Give back exactly the lines that run from the line containing "[tag] dark trousers (a dot for each instance)" through the end of the listing below. Leave out every other line.

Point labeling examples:
■ ■ ■ ■
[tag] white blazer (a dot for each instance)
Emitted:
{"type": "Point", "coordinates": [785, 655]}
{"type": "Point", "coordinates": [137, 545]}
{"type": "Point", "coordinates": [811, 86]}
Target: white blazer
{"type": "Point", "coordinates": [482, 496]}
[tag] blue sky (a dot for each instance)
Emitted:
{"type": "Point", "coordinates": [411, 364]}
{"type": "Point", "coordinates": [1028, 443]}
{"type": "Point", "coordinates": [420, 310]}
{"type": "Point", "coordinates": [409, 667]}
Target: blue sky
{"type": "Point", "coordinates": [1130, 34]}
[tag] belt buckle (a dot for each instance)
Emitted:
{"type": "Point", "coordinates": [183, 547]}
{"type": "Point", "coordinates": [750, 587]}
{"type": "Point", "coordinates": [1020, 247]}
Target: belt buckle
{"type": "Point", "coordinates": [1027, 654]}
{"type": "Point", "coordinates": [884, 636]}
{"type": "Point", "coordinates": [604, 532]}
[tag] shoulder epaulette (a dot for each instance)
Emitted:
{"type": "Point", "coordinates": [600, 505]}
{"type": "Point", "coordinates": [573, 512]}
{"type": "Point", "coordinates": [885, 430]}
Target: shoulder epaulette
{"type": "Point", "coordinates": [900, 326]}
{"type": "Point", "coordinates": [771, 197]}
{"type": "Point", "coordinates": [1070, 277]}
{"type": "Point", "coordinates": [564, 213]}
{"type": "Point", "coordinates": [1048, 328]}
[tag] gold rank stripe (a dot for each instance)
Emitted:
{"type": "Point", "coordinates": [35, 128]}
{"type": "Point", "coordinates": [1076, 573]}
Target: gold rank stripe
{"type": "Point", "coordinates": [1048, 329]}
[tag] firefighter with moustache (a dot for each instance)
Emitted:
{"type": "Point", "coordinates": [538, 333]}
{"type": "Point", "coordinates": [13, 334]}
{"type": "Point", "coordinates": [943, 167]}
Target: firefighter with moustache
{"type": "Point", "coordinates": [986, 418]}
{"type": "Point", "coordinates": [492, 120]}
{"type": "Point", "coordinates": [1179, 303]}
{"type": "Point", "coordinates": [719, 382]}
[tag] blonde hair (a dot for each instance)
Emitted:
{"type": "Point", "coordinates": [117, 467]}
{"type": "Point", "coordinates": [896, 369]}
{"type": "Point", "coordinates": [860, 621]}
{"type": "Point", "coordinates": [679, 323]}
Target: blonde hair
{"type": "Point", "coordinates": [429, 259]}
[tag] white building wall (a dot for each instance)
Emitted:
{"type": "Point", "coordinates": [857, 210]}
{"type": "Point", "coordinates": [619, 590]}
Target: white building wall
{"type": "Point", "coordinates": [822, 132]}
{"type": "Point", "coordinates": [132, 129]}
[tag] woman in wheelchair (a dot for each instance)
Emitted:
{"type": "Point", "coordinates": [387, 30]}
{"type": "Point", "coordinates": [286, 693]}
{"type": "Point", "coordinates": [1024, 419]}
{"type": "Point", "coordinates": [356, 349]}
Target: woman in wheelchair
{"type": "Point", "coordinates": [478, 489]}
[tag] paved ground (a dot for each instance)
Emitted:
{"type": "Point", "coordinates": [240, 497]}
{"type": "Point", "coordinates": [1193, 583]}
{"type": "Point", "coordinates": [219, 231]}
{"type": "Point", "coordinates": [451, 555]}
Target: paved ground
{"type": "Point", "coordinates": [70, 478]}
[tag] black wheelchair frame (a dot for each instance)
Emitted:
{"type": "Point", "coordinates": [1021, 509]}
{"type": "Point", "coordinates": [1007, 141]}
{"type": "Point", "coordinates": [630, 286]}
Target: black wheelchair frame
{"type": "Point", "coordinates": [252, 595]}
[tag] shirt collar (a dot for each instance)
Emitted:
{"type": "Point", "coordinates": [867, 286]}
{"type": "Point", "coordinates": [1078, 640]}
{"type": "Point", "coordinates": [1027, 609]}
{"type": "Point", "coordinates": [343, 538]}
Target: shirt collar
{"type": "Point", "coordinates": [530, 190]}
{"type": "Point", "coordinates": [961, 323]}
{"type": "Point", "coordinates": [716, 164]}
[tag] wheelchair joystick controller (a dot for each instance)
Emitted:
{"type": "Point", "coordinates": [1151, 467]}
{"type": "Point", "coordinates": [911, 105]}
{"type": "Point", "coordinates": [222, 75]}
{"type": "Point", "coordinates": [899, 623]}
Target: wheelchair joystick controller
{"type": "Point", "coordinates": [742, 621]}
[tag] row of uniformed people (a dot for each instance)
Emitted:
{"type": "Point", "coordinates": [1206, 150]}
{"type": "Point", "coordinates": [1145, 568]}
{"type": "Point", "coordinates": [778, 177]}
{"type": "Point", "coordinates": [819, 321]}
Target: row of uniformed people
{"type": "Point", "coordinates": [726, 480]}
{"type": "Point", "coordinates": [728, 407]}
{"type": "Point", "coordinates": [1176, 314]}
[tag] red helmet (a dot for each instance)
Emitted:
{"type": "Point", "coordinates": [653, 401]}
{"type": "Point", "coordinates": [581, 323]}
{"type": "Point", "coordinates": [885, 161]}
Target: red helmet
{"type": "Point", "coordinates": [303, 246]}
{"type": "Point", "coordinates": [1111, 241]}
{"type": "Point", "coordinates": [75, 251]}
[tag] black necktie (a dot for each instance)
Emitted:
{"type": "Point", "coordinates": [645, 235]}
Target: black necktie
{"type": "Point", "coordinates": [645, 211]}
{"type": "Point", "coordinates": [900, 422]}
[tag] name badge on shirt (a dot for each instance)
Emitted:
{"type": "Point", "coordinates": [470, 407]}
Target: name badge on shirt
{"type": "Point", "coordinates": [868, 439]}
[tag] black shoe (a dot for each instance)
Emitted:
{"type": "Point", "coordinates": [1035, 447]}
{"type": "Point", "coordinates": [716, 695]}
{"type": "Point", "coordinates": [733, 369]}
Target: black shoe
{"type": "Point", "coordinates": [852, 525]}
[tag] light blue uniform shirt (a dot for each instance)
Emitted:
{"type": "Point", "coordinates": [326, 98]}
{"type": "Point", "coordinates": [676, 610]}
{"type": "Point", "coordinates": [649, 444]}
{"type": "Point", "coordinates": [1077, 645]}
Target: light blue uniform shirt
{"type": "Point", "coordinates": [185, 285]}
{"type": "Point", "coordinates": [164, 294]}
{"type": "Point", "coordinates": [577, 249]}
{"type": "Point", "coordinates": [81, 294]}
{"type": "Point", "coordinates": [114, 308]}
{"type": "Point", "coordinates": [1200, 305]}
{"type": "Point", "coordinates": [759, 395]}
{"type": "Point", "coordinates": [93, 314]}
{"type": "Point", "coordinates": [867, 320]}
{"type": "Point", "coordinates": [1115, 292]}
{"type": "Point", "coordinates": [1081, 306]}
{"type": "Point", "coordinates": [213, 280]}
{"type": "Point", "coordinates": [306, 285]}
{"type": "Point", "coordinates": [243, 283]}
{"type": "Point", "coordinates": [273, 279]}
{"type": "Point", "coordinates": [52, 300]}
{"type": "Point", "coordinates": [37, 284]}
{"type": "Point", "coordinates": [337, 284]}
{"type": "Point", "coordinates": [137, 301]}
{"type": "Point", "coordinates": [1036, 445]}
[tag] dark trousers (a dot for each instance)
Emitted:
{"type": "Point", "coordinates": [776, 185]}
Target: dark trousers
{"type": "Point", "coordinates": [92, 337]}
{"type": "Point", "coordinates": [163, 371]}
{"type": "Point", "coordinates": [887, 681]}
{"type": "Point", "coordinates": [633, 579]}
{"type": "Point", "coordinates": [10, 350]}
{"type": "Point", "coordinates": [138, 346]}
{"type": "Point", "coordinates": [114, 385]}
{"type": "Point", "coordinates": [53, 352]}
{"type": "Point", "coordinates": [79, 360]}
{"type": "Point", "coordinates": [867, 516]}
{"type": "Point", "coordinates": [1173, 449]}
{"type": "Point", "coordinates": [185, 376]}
■ ■ ■ ■
Finished task:
[tag] dark trousers (a dot for each instance)
Emitted:
{"type": "Point", "coordinates": [776, 185]}
Target: dark trousers
{"type": "Point", "coordinates": [92, 337]}
{"type": "Point", "coordinates": [163, 371]}
{"type": "Point", "coordinates": [887, 681]}
{"type": "Point", "coordinates": [633, 579]}
{"type": "Point", "coordinates": [10, 350]}
{"type": "Point", "coordinates": [138, 346]}
{"type": "Point", "coordinates": [114, 385]}
{"type": "Point", "coordinates": [53, 352]}
{"type": "Point", "coordinates": [79, 360]}
{"type": "Point", "coordinates": [867, 516]}
{"type": "Point", "coordinates": [1173, 449]}
{"type": "Point", "coordinates": [185, 376]}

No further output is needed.